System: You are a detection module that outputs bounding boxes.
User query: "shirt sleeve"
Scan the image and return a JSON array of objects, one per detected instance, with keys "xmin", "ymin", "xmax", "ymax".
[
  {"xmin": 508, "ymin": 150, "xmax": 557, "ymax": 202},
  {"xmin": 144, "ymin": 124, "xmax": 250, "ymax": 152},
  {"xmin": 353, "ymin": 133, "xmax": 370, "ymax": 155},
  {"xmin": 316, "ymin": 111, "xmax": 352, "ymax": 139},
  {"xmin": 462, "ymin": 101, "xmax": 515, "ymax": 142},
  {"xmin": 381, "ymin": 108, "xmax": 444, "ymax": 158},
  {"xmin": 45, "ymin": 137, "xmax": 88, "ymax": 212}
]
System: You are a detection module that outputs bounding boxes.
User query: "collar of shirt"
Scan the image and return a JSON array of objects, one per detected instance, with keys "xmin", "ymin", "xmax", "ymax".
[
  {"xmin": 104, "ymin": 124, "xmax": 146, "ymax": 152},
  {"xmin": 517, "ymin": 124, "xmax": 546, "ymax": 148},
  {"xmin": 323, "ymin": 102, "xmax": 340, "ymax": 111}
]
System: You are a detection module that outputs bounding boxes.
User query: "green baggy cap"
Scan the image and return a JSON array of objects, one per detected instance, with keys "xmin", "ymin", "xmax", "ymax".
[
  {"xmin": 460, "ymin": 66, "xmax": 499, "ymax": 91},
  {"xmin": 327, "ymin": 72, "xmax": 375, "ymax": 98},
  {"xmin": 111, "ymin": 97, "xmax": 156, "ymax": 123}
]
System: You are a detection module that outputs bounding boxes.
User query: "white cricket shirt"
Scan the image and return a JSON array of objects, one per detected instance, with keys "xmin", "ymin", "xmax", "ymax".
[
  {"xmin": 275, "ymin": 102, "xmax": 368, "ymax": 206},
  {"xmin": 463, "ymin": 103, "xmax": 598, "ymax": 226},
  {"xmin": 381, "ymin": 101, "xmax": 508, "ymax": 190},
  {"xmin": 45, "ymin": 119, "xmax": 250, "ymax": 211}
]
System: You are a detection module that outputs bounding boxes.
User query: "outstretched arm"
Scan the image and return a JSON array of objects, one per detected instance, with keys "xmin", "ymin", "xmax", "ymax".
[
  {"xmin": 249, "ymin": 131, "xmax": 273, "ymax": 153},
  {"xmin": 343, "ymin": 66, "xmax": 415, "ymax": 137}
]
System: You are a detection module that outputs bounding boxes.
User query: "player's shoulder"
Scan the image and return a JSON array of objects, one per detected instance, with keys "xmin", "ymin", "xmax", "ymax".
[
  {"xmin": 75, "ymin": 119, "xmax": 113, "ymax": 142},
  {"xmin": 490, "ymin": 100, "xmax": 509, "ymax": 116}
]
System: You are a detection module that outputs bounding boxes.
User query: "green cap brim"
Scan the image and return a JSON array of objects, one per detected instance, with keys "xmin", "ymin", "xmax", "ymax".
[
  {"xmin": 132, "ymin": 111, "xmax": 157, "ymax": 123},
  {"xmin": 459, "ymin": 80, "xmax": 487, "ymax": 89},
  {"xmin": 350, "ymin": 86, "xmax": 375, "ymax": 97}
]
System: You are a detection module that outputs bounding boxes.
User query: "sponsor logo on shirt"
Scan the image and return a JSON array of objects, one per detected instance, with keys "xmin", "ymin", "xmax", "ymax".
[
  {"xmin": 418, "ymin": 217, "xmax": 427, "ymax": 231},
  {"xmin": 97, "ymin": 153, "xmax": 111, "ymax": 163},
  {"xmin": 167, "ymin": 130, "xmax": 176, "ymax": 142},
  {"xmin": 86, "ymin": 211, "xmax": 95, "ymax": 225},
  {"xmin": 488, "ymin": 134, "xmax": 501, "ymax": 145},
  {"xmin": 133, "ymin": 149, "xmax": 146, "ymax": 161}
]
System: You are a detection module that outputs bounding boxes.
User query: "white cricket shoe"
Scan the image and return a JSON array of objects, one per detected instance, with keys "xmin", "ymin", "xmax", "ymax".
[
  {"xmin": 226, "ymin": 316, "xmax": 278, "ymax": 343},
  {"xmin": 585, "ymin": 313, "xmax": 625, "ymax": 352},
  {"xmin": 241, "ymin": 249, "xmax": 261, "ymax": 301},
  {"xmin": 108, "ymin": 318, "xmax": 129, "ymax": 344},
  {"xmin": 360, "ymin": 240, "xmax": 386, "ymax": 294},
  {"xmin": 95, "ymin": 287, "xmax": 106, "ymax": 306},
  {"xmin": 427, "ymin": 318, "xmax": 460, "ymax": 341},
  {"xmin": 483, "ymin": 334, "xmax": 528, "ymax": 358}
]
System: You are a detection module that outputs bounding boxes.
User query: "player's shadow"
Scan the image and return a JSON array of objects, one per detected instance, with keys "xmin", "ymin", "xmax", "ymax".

> **Given exercise**: Every entry above needs to be quoted exactly.

> **Response below**:
System: You are a detection module that outputs bounding boxes.
User query: "shirt sleeve"
Scan the image and return a JSON array of objects, one per detected instance, with keys "xmin", "ymin", "xmax", "ymax".
[
  {"xmin": 508, "ymin": 150, "xmax": 557, "ymax": 202},
  {"xmin": 144, "ymin": 124, "xmax": 250, "ymax": 152},
  {"xmin": 353, "ymin": 133, "xmax": 370, "ymax": 155},
  {"xmin": 316, "ymin": 111, "xmax": 352, "ymax": 139},
  {"xmin": 462, "ymin": 101, "xmax": 515, "ymax": 142},
  {"xmin": 381, "ymin": 108, "xmax": 444, "ymax": 158},
  {"xmin": 45, "ymin": 137, "xmax": 88, "ymax": 212}
]
System: You are a detection module that outputs bounding boxes.
User query: "collar of shirt"
Scan the image and return a JSON array of objects, one per detected instance, with keys "xmin", "ymin", "xmax", "ymax".
[
  {"xmin": 104, "ymin": 124, "xmax": 146, "ymax": 152},
  {"xmin": 517, "ymin": 124, "xmax": 546, "ymax": 148},
  {"xmin": 323, "ymin": 102, "xmax": 340, "ymax": 111}
]
System: You are a detection module that outputs bounding boxes.
User query: "green baggy cap"
Scan the image and return a JSON array of objects, one per detected instance, with keys "xmin", "ymin", "xmax", "ymax".
[
  {"xmin": 460, "ymin": 66, "xmax": 499, "ymax": 91},
  {"xmin": 327, "ymin": 72, "xmax": 375, "ymax": 98},
  {"xmin": 111, "ymin": 97, "xmax": 156, "ymax": 123}
]
System: You are a detection module that outputs bounding boxes.
User query: "white cricket shirt"
Scan the image and return a JSON array of objects, one per detected instance, with keys "xmin", "ymin", "xmax", "ymax".
[
  {"xmin": 275, "ymin": 102, "xmax": 368, "ymax": 206},
  {"xmin": 463, "ymin": 103, "xmax": 598, "ymax": 226},
  {"xmin": 381, "ymin": 101, "xmax": 508, "ymax": 190},
  {"xmin": 45, "ymin": 119, "xmax": 250, "ymax": 211}
]
System: You are a detection module that outputs bounding boxes.
User query: "outstretched arm"
Scan the image and return a JSON array of objects, one per detected instance, with keys "xmin", "ymin", "xmax", "ymax".
[
  {"xmin": 249, "ymin": 131, "xmax": 273, "ymax": 153},
  {"xmin": 343, "ymin": 66, "xmax": 415, "ymax": 137}
]
System: You are a detection module that outputs bounding boxes.
User query: "player's shoulder"
Scan the image and return a JSON array of objects, one per detected instance, with keys "xmin", "ymin", "xmax", "ymax".
[
  {"xmin": 75, "ymin": 119, "xmax": 113, "ymax": 142},
  {"xmin": 490, "ymin": 100, "xmax": 509, "ymax": 116}
]
System: You are a detection module that outputs bounding boxes.
User query: "green cap brim"
Scan the image and return a JSON array of objects, one per detected instance, with keys "xmin", "ymin", "xmax", "ymax".
[
  {"xmin": 132, "ymin": 111, "xmax": 157, "ymax": 123},
  {"xmin": 459, "ymin": 80, "xmax": 487, "ymax": 89},
  {"xmin": 350, "ymin": 86, "xmax": 375, "ymax": 97}
]
System: You are a detection module that outputs bounding boxes.
User query: "sponsor logo on shirt"
Scan the image and return a JSON array of objects, one per detected instance, with keys "xmin", "ymin", "xmax", "ymax".
[
  {"xmin": 418, "ymin": 217, "xmax": 427, "ymax": 231},
  {"xmin": 97, "ymin": 153, "xmax": 111, "ymax": 163},
  {"xmin": 167, "ymin": 130, "xmax": 176, "ymax": 142},
  {"xmin": 86, "ymin": 211, "xmax": 95, "ymax": 225},
  {"xmin": 488, "ymin": 134, "xmax": 501, "ymax": 145},
  {"xmin": 133, "ymin": 149, "xmax": 146, "ymax": 161}
]
System: You are a detection module that outputs bounding boxes.
User query: "white cricket shoe"
Scan the image and return a JSON array of objects, one per detected instance, with keys "xmin", "ymin", "xmax", "ymax".
[
  {"xmin": 226, "ymin": 316, "xmax": 278, "ymax": 343},
  {"xmin": 585, "ymin": 313, "xmax": 625, "ymax": 352},
  {"xmin": 241, "ymin": 249, "xmax": 261, "ymax": 301},
  {"xmin": 108, "ymin": 318, "xmax": 129, "ymax": 344},
  {"xmin": 360, "ymin": 240, "xmax": 386, "ymax": 294},
  {"xmin": 95, "ymin": 287, "xmax": 106, "ymax": 306},
  {"xmin": 427, "ymin": 318, "xmax": 460, "ymax": 341},
  {"xmin": 483, "ymin": 334, "xmax": 528, "ymax": 358}
]
System: You are a detection module that outputs bounding boxes.
User query: "player's shadow"
Scan the image and return a JSON array of objects, one per detected instance, with keys "xmin", "ymin", "xmax", "ymax".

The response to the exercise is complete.